## Work to complete
Restate each entry word for word. Keep every detail intact.
▽
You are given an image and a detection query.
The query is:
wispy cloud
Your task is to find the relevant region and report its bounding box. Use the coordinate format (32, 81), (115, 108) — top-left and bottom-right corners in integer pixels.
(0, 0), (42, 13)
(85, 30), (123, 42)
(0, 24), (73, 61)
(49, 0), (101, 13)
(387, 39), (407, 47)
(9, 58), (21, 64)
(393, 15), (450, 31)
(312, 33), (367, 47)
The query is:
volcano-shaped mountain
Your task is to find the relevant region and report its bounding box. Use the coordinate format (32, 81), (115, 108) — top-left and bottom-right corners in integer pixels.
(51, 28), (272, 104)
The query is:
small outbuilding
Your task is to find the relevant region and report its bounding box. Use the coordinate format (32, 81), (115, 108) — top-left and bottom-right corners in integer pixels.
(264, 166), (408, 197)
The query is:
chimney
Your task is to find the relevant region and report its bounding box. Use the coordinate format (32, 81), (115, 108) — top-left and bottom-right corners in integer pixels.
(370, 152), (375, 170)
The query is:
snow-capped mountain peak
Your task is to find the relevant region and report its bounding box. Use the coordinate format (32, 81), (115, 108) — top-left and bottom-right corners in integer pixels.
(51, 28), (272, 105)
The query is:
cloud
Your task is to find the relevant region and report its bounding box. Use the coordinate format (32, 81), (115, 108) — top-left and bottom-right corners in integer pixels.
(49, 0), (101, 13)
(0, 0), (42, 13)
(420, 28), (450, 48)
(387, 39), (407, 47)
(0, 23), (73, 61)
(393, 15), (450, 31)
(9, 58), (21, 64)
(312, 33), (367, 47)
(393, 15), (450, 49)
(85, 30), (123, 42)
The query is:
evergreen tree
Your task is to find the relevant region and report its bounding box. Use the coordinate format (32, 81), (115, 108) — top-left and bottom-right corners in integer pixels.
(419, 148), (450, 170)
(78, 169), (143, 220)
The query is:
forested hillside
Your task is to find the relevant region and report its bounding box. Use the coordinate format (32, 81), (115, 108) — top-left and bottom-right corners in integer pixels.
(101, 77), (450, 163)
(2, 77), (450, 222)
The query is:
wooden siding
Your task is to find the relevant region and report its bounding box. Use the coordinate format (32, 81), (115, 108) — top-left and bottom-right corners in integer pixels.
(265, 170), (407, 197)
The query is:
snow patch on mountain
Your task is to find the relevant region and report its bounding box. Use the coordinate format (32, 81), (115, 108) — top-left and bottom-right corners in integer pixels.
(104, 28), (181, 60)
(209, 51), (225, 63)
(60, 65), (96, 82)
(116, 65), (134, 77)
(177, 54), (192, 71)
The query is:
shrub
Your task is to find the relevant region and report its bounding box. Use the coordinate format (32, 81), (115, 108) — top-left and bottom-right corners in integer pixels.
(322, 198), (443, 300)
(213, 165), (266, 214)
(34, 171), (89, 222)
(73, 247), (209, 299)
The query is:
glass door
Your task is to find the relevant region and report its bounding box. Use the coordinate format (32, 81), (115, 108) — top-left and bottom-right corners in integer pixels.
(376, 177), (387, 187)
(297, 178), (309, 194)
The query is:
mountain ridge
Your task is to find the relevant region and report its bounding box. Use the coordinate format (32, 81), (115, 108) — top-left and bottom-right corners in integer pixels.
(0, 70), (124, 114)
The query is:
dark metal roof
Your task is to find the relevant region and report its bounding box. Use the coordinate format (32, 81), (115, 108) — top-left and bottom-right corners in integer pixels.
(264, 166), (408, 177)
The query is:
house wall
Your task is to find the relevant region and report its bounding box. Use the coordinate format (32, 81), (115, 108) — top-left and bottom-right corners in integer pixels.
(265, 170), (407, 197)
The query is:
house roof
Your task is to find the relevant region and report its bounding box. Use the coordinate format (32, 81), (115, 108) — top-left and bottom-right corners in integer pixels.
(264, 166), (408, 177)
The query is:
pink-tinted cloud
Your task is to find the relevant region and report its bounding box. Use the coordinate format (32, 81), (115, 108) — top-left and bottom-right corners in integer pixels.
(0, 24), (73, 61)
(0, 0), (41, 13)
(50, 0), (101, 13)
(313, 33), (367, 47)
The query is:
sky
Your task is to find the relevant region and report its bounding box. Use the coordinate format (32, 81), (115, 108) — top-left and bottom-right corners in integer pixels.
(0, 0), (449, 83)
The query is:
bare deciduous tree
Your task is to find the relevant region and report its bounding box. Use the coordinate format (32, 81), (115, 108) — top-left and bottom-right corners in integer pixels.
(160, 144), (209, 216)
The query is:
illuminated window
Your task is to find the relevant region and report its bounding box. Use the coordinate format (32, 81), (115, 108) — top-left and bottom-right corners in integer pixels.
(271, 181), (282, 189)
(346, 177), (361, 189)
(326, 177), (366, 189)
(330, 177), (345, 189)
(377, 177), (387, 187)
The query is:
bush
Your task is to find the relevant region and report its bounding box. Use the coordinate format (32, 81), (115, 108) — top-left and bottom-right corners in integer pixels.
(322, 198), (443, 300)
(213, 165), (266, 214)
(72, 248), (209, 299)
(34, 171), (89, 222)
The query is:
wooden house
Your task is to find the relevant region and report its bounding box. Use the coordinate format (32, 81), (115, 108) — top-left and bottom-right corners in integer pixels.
△
## Solution to the problem
You are given an image and a detection query.
The query is:
wispy cloud
Your task is to find the relevant region and report its bounding box. Use the coordinate format (32, 81), (115, 108) — top-left and bottom-right corners in integer pixels.
(0, 0), (42, 13)
(85, 30), (123, 42)
(0, 24), (73, 61)
(49, 0), (101, 13)
(387, 39), (407, 47)
(9, 58), (21, 64)
(393, 15), (450, 31)
(312, 33), (367, 47)
The query is:
volcano-shaped mountain
Your task is to find the relevant region and report its bounding box. Use the coordinate format (32, 81), (115, 108) — top-left and bottom-right corners in integer pixels.
(51, 28), (272, 104)
The query is:
small outbuilding
Your task is to find the relevant region and report its bounding box. Use the coordinate format (32, 81), (115, 108) — top-left and bottom-right corners in integer pixels.
(264, 166), (408, 197)
The query is:
chimney
Your task is to find the relevant region and report its bounding box. Use the coordinate format (32, 81), (115, 108) — top-left and bottom-right corners in integer pixels.
(370, 152), (375, 170)
The query is:
snow-capped mountain peak
Your task is to find the relevant region and report its bounding box. Use the coordinate format (32, 81), (115, 108) — top-left and bottom-right corners in integer pixels.
(51, 28), (272, 105)
The query is:
cloud
Your task is to find the relevant region and report its bounding box. Use the coordinate format (32, 81), (115, 108) — top-left and bottom-right corners in integer pixels.
(49, 0), (101, 13)
(0, 0), (42, 13)
(420, 28), (450, 48)
(387, 39), (407, 47)
(0, 23), (73, 61)
(393, 15), (450, 31)
(9, 58), (21, 64)
(312, 33), (367, 47)
(393, 15), (450, 49)
(85, 30), (123, 42)
The query is:
evergreen tree
Your task is to find the relevant region and report its bounding box. Use the coordinate format (32, 81), (115, 108) — top-left and bottom-right corners in integer pixels.
(419, 148), (450, 170)
(78, 169), (143, 220)
The query is:
forested hillside
Your task is to find the relevant region and report its bounding box. Use the coordinate format (32, 81), (115, 108) — top-left and bottom-right corners in integer pixels.
(101, 77), (450, 163)
(2, 77), (450, 222)
The query is:
wooden siding
Your task is to find the relevant region and report its bounding box. Use the coordinate format (32, 81), (115, 108) — top-left and bottom-right corners in integer pixels.
(265, 170), (407, 197)
The query is:
snow patch on mountain
Your task is to find the relevant region and report its bounding box. Use the coordinate format (32, 81), (115, 108) — top-left and bottom-right corners in integer pixels.
(104, 28), (181, 60)
(209, 51), (225, 63)
(60, 65), (96, 82)
(116, 65), (134, 77)
(177, 54), (192, 71)
The query is:
shrub
Your task is to find the relevant region and report its bounding box. Use the coordinate format (32, 81), (115, 108) — top-left and bottom-right corners in integer pixels.
(322, 198), (443, 300)
(213, 165), (266, 214)
(34, 171), (89, 222)
(73, 247), (209, 299)
The query is:
glass door
Your task is to find the relevant region and report its bounding box. Use the coordinate format (32, 81), (115, 108) — top-left and bottom-right corners in integer pixels.
(376, 177), (387, 187)
(297, 178), (309, 194)
The query is:
mountain ridge
Your task is to find the relevant region and report its bounding box. Use the coordinate format (32, 81), (115, 108) — top-left and bottom-right corners in integer pixels.
(0, 70), (124, 114)
The query is:
dark metal roof
Your task is to find the relevant region and report its bounding box. Use the coordinate format (32, 81), (115, 108) — top-left and bottom-right corners in integer pixels.
(264, 166), (408, 177)
The query is:
house wall
Your task is to find the relevant region and report its bounding box. Use the coordinate format (32, 81), (115, 108) — top-left and bottom-right corners in integer pixels.
(265, 170), (407, 197)
The query is:
house roof
Your task is to find the relevant region and report its bounding box. Use the coordinate format (32, 81), (115, 108) — top-left and bottom-right corners in integer pixels.
(264, 166), (408, 177)
The query is:
pink-tinted cloud
Your task is to find the relevant region and report its bounding box. Use the coordinate format (32, 81), (115, 108) — top-left and bottom-right corners in integer pixels.
(0, 24), (73, 61)
(0, 0), (41, 13)
(50, 0), (101, 13)
(313, 33), (367, 47)
The query is:
sky
Your task is to find the relevant region and report its bounding box. Use the coordinate format (32, 81), (115, 108) — top-left and bottom-right corners in integer pixels.
(0, 0), (449, 83)
The query is:
bare deciduous tree
Your task is to find the relevant region and report its bounding box. Use the coordinate format (32, 81), (115, 108) — top-left and bottom-right corners in integer pixels.
(160, 144), (209, 216)
The query is:
illuminated window
Your task is to find the relevant region and report its bounding box. Use the coordinate format (32, 81), (115, 108) — top-left and bottom-right corners in integer pixels.
(271, 181), (282, 189)
(346, 177), (361, 189)
(326, 177), (366, 189)
(330, 177), (345, 189)
(377, 177), (387, 187)
The query is:
bush
Your task is to find the relevant region and report its bounding box. Use the coordinate format (32, 81), (115, 108) — top-left and bottom-right corners in integer pixels.
(322, 198), (443, 300)
(213, 165), (266, 214)
(72, 248), (209, 299)
(34, 171), (89, 222)
The query is:
wooden house
Your task is to find the relevant region and report its bounding box. Use the coordinate format (32, 81), (115, 108) — top-left and bottom-right corners in integer pixels.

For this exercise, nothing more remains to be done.